- [DESCRIPTION OF THE TASK]
Please repeat each entry. Match every word exactly.

- [Recorded data]
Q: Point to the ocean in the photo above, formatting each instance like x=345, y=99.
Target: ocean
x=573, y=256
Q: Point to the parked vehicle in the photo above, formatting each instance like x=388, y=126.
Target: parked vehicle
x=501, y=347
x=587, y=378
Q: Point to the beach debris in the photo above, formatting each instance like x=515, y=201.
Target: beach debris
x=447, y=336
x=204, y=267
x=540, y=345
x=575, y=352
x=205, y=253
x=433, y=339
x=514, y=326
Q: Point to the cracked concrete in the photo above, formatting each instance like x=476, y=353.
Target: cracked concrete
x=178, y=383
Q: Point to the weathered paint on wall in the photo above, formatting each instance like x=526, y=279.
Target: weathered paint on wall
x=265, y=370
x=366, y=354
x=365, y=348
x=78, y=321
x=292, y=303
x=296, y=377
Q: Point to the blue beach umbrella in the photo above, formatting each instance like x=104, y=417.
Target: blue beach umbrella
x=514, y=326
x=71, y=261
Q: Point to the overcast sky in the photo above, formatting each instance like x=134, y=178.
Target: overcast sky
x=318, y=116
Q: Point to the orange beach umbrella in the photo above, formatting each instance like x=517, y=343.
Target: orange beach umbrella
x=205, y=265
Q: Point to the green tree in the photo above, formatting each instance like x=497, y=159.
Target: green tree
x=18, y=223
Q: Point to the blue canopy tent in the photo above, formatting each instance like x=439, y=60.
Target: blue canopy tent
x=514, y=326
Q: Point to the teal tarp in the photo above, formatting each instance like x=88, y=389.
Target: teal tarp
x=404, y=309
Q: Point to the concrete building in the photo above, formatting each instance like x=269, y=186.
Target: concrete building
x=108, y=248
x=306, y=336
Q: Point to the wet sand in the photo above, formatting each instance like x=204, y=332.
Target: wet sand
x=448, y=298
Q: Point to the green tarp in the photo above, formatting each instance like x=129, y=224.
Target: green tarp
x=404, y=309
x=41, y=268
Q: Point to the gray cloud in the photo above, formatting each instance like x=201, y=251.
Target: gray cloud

- [ANSWER TO THIS EXERCISE]
Q: Point to the ocean in the photo above, formatting each instance like x=345, y=99.
Target: ocean
x=573, y=256
Q: Point to the parked vehicle in the photo above, formatting each instance like x=388, y=126.
Target: parked vehicle
x=501, y=347
x=587, y=378
Q: Point to the beach debris in the photo above, formatting each instance like x=515, y=201.
Target: beach debris
x=447, y=336
x=204, y=267
x=540, y=345
x=575, y=352
x=205, y=253
x=433, y=339
x=514, y=326
Q: Point to the cracked concrete in the photo above, formatting each instance like x=476, y=353.
Target: cracked concrete
x=178, y=383
Q: Point to the weathered paint on wall in the photo above, formatting each instance like x=526, y=279.
Target: weathered paint on wall
x=265, y=370
x=366, y=354
x=365, y=348
x=78, y=321
x=292, y=303
x=296, y=377
Q: Point to the blue beach umbrella in the photo above, formatting each instance like x=104, y=417.
Target: blue beach umbrella
x=514, y=326
x=71, y=261
Q: Point to the overcast sky in the photo above, formatting each instance like x=134, y=178.
Target: overcast sky
x=318, y=116
Q: Point to the orange beach umbrella in the photo above, formatting each instance like x=517, y=343.
Target: orange beach umbrella
x=205, y=265
Q: Point to the green tree in the photo above, formatting each instance like x=497, y=159.
Target: green tree
x=18, y=223
Q: Point to the blue canopy tent in the photo above, formatting each instance like x=439, y=60.
Target: blue canopy tent
x=514, y=326
Q: Point to the teal tarp in the photo above, formatting each instance like x=88, y=389.
Target: teal tarp
x=404, y=309
Q: Point to the concrete building in the photo above, formatting each instance like x=269, y=186.
Target: concrete building
x=108, y=248
x=306, y=336
Q: Point to the wet sand in the photo above, formatting each instance like x=204, y=332.
Target: wet sand
x=448, y=298
Q: Point to the green tarp in the photo above, formatting each instance like x=129, y=224.
Target: green tarp
x=404, y=309
x=41, y=268
Q: Point to the gray cloud in the photo above, formatting each instance like x=201, y=251.
Target: gray cloud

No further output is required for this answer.